_Description of the task_
Could you retype the coin-flip passage on income below word for word, with nothing changed?

*** Opening of Page extract ***

Would you take me up on my offer to flip the coin?

Before I explain further, a caveat: this isn’t meant to be a scientific experiment. It doesn’t prove anything. There are dozens of reasons why the results are meaningless. But there’s no need to dwell too much on that. This is just a (possibly) provocative data point to mull over.

So here’s why I asked: I’m writing a piece about income inequality and other things for the next issue of the magazine, and in an email conversation with my editor she suggested that one point worth making is that in America today, “someone making $100K has a lot more in common with someone making $30K than someone making $100 million.” Now, there’s an obvious sense in which that’s true, but I suspect that there’s a more important sense in which it’s not. Yes, the zillionaire jets around the world and owns a bunch of mansions and has a staff of aides and servants to take care of things. That’s really, really nice. But our $100K wage slave also has a comfortable house, gets to fly around the world now and again, probably employs a gardener and cleaning service, has a pretty stable life, etc. etc. Also nice. On the other hand, a household earning $30,000 — which is well above the poverty line — lives a pretty precarious life on a variety of measures.

So how to get at the difference? Well, I figured one possible way is this: if you really were a fairly ordinary upper middle class wage earner making $100K per year, and you had a 50-50 chance of either joining the ranks of the elite or falling down to the bottom of the working class, which seems further away to you? The answer from comments was loud and clear: the bottom of the working class. I didn’t count, but I’d say only about 10% of commenters were willing to take the coin flip. The other 90% would stick with their $100K lifestyle.1

So what does this mean? Probably not much. But it’s suggestive that in terms of lifestyle, if not political goals, a $100K wage earner actually feels somewhat closer to the zillionaires than to someone barely scraping by. We intuit, correctly I think, that life at the bottom of the working class is pretty damn tough, while life at the tippy top is more exciting, but perhaps not fundamentally different from life in the upper middle class.

*** Close of Page extract ***
*** Opening of Data to examine ***

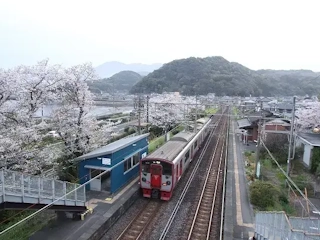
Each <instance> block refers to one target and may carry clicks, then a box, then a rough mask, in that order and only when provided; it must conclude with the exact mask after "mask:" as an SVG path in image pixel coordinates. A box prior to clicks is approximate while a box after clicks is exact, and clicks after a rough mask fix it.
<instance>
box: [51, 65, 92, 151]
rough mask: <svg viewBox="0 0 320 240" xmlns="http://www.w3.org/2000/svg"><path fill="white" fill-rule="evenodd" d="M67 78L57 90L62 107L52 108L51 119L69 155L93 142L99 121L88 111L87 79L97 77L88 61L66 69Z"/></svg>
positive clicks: (90, 104) (90, 146)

*** Close of Data to examine ***

_Output of the exercise_
Would you take me up on my offer to flip the coin?

Before I explain further, a caveat: this isn’t meant to be a scientific experiment. It doesn’t prove anything. There are dozens of reasons why the results are meaningless. But there’s no need to dwell too much on that. This is just a (possibly) provocative data point to mull over.

So here’s why I asked: I’m writing a piece about income inequality and other things for the next issue of the magazine, and in an email conversation with my editor she suggested that one point worth making is that in America today, “someone making $100K has a lot more in common with someone making $30K than someone making $100 million.” Now, there’s an obvious sense in which that’s true, but I suspect that there’s a more important sense in which it’s not. Yes, the zillionaire jets around the world and owns a bunch of mansions and has a staff of aides and servants to take care of things. That’s really, really nice. But our $100K wage slave also has a comfortable house, gets to fly around the world now and again, probably employs a gardener and cleaning service, has a pretty stable life, etc. etc. Also nice. On the other hand, a household earning $30,000 — which is well above the poverty line — lives a pretty precarious life on a variety of measures.

So how to get at the difference? Well, I figured one possible way is this: if you really were a fairly ordinary upper middle class wage earner making $100K per year, and you had a 50-50 chance of either joining the ranks of the elite or falling down to the bottom of the working class, which seems further away to you? The answer from comments was loud and clear: the bottom of the working class. I didn’t count, but I’d say only about 10% of commenters were willing to take the coin flip. The other 90% would stick with their $100K lifestyle.1

So what does this mean? Probably not much. But it’s suggestive that in terms of lifestyle, if not political goals, a $100K wage earner actually feels somewhat closer to the zillionaires than to someone barely scraping by. We intuit, correctly I think, that life at the bottom of the working class is pretty damn tough, while life at the tippy top is more exciting, but perhaps not fundamentally different from life in the upper middle class.